# YOUR TASK:
Please retype only the lines below that run from the one containing "Where can you spot the arched mirror?" through the last line, both included, without altering a word.
═══ LISTED ENTRIES ═══
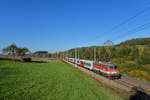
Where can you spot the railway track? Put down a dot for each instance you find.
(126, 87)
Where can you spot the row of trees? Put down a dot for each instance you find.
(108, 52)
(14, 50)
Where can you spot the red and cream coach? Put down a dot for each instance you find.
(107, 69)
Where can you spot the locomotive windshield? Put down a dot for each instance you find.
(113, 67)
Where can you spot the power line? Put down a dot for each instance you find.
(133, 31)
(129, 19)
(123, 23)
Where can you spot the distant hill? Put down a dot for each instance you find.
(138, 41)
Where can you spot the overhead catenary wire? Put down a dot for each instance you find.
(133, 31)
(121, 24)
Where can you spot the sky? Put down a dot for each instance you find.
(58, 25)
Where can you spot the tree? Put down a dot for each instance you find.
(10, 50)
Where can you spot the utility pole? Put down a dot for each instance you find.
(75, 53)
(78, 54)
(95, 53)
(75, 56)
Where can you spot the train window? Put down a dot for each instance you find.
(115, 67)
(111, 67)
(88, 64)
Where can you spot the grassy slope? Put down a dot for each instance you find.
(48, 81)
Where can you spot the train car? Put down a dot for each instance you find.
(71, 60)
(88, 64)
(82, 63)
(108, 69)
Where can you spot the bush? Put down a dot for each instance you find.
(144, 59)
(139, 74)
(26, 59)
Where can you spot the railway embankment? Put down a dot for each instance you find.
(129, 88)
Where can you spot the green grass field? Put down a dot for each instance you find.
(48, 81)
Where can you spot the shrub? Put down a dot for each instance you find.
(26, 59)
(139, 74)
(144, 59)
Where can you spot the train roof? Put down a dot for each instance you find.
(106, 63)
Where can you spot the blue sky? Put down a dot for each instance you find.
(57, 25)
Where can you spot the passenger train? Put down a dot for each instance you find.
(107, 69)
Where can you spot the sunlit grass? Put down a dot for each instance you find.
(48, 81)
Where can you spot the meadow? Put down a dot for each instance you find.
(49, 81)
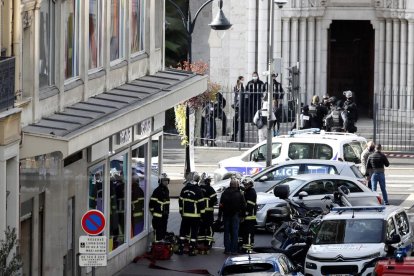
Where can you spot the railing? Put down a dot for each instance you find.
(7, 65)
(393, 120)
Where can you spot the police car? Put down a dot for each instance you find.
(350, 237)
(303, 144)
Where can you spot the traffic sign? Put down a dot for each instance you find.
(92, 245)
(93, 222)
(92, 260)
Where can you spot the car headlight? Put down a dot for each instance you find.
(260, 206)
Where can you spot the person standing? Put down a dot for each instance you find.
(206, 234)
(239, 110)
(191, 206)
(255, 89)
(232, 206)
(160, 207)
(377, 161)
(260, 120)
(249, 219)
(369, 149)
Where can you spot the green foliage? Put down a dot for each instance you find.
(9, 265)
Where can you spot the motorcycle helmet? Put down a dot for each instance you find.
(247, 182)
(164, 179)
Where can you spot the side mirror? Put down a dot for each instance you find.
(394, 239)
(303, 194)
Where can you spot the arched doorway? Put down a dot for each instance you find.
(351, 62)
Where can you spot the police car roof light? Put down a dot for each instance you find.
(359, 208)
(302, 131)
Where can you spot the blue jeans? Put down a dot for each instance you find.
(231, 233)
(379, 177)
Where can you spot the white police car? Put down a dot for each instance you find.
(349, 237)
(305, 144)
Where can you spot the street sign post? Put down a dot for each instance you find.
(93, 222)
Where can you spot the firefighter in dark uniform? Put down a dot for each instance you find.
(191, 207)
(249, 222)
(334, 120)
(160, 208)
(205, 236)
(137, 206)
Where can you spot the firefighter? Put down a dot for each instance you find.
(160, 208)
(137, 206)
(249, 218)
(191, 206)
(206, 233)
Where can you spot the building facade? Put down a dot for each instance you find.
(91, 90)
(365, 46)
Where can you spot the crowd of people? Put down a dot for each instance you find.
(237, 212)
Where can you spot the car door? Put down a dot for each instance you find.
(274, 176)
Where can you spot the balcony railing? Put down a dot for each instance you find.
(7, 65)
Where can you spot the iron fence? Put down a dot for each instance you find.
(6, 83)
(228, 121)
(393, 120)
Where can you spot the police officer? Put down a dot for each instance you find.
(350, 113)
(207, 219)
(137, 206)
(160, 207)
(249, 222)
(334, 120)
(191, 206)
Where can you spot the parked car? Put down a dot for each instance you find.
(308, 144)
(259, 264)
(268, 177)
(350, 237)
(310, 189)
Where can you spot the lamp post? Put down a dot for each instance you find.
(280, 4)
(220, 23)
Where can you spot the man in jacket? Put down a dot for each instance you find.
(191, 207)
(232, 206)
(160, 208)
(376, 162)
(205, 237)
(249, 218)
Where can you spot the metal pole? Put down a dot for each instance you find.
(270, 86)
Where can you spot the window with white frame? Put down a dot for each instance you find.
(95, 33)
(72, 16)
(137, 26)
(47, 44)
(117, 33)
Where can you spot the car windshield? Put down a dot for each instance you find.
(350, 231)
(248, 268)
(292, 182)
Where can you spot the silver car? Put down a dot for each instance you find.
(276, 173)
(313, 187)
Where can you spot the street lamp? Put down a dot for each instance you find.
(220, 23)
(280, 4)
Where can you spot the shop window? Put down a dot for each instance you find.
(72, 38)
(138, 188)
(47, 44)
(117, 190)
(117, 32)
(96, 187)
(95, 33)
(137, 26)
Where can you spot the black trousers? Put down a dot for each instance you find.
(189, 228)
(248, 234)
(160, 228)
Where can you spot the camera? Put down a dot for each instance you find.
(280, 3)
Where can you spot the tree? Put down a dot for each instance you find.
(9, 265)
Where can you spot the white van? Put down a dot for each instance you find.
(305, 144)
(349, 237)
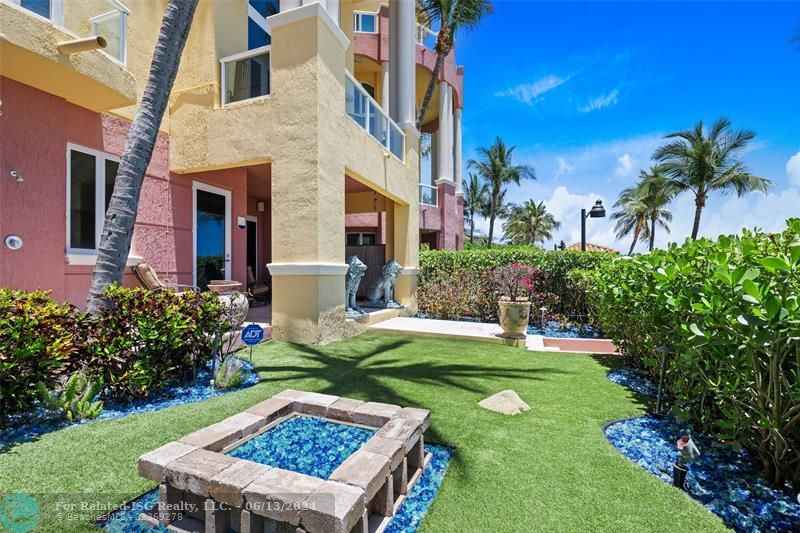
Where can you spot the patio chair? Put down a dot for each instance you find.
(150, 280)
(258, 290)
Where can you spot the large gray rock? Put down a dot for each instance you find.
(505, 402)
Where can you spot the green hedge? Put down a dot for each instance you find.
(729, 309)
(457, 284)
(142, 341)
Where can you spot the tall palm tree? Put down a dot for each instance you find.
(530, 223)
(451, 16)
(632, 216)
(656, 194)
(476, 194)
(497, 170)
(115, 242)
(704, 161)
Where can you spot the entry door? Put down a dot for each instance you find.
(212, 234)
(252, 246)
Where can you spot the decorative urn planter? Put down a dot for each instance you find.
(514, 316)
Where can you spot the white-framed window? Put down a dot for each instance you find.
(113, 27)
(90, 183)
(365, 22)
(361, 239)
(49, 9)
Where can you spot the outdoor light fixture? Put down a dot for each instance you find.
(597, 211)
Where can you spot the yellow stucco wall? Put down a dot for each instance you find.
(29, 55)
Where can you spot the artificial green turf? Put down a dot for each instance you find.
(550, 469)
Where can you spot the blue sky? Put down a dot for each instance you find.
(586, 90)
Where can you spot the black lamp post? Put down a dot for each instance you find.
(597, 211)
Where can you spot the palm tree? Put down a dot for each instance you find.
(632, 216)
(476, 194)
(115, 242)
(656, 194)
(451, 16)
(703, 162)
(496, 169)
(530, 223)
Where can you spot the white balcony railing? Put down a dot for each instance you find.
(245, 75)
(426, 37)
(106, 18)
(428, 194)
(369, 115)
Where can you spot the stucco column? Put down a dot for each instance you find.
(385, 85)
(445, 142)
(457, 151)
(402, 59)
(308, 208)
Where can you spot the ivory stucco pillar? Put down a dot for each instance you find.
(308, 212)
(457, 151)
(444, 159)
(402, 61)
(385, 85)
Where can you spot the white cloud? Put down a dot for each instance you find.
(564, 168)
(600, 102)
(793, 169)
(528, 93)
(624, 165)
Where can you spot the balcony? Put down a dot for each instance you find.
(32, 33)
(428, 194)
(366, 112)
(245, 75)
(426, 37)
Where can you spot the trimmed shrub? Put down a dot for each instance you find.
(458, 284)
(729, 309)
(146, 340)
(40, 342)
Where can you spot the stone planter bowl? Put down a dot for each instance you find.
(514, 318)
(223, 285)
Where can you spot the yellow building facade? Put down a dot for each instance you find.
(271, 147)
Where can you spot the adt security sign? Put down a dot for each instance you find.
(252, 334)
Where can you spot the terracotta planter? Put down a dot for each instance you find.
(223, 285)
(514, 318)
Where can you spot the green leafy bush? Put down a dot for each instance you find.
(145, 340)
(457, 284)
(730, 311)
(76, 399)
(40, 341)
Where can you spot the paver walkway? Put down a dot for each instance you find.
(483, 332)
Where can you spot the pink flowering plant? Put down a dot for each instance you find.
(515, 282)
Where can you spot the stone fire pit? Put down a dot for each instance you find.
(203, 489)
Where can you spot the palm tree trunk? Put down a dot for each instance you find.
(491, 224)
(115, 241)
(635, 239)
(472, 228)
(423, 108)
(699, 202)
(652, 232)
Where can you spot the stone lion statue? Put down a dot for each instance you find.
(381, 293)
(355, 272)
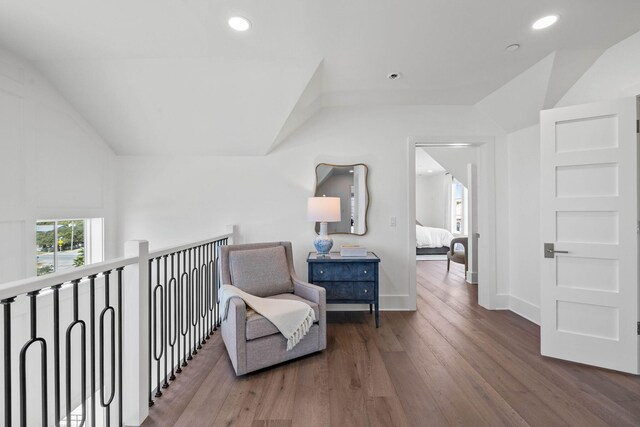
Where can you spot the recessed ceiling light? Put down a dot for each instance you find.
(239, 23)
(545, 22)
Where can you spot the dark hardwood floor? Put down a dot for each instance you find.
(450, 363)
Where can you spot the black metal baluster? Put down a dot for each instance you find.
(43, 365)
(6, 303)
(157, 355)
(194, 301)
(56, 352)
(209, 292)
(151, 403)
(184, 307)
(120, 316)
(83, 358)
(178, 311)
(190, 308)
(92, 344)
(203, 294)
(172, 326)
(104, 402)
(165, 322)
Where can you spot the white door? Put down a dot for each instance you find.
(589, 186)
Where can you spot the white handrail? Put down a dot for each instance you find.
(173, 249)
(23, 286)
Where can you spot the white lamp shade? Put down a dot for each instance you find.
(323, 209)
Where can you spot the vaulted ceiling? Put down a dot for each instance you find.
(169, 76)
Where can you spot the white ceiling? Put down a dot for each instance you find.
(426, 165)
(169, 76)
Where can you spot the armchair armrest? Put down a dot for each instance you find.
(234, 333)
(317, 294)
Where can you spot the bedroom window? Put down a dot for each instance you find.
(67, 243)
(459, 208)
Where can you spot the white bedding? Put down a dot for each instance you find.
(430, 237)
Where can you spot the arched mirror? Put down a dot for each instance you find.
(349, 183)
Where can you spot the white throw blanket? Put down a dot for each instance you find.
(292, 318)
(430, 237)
═══
# RESPONSE:
Where can you spot the arched mirror? Put down a dot for each instance you find.
(349, 183)
Where can you spot the white throw blanket? Put down a dot for each instance you find.
(292, 318)
(430, 237)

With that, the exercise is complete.